--- Provided material ---
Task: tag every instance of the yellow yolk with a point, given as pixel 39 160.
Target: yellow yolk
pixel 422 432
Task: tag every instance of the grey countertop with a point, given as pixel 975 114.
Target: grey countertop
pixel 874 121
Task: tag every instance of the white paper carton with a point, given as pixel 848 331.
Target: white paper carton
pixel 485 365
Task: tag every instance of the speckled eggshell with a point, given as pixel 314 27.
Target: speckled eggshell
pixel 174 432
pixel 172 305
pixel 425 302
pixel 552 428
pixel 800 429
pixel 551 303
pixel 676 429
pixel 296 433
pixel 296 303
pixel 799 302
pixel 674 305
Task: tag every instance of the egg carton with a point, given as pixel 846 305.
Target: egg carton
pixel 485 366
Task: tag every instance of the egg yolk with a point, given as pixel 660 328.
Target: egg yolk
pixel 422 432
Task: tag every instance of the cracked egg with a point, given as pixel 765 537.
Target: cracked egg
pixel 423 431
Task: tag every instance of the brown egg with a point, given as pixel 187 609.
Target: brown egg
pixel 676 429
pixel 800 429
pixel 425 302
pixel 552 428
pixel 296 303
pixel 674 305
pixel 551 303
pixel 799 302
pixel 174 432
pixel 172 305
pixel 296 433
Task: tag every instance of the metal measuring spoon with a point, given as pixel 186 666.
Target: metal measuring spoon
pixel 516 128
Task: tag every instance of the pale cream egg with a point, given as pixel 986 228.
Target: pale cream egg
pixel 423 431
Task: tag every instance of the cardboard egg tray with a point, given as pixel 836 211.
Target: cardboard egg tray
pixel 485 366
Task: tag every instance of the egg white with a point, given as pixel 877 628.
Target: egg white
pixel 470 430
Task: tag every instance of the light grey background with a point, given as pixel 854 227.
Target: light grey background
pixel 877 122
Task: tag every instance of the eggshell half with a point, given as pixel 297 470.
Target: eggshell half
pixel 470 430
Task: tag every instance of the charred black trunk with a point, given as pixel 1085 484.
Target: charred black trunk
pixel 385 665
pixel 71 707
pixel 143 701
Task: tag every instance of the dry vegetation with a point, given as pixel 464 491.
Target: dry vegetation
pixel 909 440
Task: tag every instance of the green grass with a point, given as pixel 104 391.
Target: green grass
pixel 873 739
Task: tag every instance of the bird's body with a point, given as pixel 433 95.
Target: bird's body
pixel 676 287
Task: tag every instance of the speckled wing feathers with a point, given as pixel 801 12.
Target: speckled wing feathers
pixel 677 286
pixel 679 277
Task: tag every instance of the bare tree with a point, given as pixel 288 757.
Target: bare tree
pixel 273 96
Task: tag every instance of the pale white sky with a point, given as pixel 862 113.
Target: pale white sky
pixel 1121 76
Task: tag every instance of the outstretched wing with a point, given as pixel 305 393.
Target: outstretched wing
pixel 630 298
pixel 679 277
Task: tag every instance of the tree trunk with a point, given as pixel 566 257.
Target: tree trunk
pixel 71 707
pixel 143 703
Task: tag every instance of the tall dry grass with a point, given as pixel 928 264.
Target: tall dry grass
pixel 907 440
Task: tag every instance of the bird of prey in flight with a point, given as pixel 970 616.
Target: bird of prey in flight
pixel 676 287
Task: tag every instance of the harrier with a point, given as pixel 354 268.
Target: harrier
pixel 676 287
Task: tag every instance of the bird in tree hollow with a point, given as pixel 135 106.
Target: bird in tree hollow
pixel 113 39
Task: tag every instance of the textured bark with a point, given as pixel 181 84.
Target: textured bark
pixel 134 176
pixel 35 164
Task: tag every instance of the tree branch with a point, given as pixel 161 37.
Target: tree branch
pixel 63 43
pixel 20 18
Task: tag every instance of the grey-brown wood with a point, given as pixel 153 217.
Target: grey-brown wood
---
Task directions> Print each line, exactly as written, from the one that contains "Target: tree branch" to the end of the data above, with both end lines included and nothing else.

Task output>
Target: tree branch
pixel 63 43
pixel 20 18
Task: tag every instance of the grey-brown wood with a point, given as pixel 153 217.
Target: grey-brown wood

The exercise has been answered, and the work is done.